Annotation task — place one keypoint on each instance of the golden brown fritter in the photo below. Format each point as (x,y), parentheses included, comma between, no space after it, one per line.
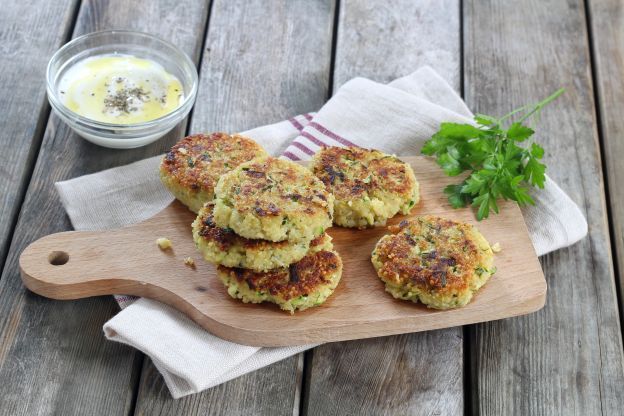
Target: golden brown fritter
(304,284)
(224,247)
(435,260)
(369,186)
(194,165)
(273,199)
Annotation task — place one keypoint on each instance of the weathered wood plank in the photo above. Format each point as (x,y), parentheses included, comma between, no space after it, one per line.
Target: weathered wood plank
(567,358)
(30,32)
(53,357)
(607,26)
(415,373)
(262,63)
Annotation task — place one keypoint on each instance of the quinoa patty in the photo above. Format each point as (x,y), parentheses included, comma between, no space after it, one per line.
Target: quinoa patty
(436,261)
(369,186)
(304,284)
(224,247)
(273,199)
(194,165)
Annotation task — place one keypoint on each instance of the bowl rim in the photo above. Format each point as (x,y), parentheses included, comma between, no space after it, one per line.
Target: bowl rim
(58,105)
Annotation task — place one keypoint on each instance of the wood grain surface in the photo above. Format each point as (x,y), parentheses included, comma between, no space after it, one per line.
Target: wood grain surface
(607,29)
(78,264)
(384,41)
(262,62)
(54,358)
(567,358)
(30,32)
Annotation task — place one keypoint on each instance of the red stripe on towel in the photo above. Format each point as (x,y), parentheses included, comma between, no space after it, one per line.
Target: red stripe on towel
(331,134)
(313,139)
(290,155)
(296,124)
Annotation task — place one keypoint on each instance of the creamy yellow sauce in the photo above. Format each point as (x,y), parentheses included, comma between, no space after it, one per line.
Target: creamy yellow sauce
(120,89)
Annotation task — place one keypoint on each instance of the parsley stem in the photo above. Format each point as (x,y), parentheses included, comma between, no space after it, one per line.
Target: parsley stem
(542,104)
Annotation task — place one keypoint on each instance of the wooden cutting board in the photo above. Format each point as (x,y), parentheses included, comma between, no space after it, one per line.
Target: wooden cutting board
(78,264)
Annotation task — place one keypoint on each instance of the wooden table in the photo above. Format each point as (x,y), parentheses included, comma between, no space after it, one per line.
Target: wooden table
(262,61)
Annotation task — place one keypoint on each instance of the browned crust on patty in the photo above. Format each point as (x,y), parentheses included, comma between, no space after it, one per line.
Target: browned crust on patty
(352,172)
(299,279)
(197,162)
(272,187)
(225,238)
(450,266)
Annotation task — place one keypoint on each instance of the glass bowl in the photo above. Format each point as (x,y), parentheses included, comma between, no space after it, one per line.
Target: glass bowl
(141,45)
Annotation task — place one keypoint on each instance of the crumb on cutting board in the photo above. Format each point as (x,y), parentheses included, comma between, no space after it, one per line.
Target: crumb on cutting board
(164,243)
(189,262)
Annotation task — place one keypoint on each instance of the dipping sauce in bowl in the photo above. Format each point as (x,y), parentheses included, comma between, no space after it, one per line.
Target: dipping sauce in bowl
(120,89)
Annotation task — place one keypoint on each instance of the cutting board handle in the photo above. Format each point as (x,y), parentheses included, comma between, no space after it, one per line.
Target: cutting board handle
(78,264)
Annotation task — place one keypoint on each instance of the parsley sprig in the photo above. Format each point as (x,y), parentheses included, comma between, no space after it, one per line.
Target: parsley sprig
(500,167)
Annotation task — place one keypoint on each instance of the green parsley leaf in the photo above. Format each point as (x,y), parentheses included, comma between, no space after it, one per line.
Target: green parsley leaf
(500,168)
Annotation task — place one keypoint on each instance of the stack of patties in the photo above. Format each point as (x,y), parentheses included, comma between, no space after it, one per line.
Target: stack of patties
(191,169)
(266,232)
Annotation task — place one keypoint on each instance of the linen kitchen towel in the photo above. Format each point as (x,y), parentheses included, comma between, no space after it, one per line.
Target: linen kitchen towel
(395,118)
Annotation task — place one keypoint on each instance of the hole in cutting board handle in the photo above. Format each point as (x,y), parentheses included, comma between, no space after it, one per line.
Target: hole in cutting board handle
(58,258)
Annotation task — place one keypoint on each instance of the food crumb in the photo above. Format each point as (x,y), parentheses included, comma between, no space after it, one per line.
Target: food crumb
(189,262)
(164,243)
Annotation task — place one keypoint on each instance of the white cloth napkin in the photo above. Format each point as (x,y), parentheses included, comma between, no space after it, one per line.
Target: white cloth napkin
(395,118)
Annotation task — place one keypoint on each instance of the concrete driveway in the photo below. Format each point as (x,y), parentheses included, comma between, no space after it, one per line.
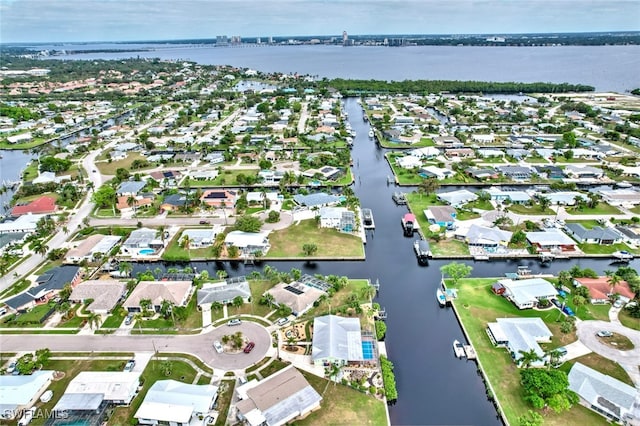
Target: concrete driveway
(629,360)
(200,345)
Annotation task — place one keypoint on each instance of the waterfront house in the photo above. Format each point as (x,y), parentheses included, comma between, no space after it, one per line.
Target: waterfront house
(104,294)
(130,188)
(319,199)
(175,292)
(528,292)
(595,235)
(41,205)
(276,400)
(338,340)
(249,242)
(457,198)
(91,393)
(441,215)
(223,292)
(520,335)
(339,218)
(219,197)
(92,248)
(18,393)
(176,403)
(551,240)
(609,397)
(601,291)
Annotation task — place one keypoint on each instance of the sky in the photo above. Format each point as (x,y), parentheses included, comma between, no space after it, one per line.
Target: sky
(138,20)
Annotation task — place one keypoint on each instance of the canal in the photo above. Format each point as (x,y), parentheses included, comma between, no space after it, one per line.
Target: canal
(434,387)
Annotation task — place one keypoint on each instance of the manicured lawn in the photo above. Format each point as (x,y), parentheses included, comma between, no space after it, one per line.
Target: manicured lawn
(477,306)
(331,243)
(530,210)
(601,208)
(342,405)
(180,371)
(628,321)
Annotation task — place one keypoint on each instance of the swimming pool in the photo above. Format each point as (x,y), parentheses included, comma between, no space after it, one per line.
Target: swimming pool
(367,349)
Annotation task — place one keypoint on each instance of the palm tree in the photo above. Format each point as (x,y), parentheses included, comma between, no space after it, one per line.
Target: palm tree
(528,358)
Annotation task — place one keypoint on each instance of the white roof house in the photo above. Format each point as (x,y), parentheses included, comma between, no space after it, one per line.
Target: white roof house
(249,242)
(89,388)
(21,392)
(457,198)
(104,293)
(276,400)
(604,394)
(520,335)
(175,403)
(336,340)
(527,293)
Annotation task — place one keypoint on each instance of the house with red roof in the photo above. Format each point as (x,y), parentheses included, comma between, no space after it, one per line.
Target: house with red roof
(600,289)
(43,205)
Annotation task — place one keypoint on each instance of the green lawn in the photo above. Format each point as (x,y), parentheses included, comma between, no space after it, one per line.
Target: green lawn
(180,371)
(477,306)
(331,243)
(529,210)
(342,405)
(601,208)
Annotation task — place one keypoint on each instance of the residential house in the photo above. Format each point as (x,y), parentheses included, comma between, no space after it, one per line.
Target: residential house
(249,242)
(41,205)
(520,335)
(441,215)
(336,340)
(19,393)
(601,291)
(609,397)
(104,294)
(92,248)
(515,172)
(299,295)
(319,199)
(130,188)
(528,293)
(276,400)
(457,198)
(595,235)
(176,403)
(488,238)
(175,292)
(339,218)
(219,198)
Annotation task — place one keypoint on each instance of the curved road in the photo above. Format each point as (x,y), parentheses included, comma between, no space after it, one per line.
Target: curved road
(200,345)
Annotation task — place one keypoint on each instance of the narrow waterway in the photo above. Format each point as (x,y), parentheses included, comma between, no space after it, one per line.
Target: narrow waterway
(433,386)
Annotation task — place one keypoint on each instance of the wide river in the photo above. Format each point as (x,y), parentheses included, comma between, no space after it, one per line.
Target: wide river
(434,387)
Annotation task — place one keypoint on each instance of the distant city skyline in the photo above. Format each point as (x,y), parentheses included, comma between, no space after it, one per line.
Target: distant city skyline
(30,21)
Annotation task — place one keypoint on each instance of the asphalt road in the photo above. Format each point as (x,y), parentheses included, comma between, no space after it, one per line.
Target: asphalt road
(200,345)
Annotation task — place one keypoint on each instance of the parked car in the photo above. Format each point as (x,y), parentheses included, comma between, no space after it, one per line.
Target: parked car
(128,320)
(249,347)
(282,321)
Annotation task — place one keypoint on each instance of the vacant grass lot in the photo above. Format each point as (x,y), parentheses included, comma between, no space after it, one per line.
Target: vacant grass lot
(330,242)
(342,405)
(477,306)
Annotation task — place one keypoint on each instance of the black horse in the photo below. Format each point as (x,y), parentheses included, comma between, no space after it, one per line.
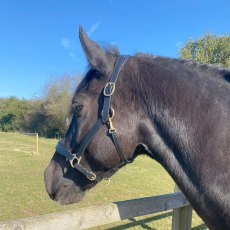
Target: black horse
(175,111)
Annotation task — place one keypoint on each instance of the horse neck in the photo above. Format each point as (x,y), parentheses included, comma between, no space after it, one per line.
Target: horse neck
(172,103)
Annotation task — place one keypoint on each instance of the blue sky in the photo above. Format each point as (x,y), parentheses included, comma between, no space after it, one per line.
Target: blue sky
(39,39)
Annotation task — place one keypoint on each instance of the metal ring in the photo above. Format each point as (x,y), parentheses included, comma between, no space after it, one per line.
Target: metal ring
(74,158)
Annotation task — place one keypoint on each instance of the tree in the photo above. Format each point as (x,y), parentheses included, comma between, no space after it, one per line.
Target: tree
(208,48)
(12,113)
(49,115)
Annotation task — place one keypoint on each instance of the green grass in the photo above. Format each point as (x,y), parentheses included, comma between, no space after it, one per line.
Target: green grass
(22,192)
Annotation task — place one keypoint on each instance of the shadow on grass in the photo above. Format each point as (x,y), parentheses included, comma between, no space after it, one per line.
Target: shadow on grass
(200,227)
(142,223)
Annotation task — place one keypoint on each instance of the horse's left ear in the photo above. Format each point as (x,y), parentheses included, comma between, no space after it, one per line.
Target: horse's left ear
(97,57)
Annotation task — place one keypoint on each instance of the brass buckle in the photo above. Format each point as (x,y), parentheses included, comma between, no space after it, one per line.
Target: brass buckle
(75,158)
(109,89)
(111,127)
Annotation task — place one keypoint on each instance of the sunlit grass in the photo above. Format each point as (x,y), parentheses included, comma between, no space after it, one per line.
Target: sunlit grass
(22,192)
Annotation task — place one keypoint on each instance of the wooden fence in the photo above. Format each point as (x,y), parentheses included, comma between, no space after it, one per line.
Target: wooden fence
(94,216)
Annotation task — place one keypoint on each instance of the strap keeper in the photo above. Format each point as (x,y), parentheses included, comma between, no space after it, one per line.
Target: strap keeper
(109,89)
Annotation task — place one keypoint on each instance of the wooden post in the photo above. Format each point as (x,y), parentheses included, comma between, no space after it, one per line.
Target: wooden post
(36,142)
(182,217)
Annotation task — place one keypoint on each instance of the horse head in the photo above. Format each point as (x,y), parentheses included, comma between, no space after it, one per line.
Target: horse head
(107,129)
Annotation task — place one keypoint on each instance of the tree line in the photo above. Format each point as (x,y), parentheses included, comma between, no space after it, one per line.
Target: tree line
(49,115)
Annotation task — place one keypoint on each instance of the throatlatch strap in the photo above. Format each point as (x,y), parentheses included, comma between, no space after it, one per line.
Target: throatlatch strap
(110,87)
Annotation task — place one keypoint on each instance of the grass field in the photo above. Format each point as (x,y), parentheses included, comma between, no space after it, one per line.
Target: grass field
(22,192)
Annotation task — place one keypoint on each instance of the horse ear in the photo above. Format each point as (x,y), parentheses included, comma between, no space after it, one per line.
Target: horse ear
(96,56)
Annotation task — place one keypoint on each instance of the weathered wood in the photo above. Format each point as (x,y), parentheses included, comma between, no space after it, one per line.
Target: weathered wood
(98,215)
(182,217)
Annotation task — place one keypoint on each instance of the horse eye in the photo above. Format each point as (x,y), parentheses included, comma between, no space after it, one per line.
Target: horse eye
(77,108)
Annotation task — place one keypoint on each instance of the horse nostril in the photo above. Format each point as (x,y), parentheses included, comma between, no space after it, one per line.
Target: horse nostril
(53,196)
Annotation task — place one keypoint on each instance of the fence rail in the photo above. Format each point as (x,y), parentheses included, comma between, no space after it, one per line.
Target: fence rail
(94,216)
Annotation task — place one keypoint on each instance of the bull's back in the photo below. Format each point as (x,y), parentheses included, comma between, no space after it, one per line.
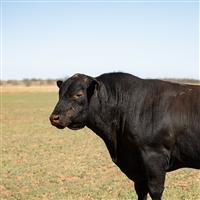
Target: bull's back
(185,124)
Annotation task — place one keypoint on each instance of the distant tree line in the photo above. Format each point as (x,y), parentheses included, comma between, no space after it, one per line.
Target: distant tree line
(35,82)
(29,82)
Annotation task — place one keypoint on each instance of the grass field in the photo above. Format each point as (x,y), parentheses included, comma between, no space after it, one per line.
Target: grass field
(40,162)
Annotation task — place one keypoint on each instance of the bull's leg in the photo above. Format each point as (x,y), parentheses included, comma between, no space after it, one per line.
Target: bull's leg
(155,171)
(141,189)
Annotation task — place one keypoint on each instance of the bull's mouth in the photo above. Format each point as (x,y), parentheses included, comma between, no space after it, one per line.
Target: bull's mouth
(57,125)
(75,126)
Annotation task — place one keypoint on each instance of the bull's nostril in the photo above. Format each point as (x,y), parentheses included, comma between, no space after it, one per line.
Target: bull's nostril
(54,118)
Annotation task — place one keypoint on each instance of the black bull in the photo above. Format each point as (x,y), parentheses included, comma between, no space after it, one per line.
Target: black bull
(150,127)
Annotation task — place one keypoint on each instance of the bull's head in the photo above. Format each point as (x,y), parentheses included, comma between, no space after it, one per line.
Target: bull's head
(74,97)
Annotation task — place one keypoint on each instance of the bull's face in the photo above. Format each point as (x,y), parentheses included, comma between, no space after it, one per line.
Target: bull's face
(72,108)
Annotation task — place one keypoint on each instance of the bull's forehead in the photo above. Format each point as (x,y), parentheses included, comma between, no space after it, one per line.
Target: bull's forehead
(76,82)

**Task objective**: Go over the listing above and say how many lines contain the word "below". Please give the number only.

**Response to this exercise**: 4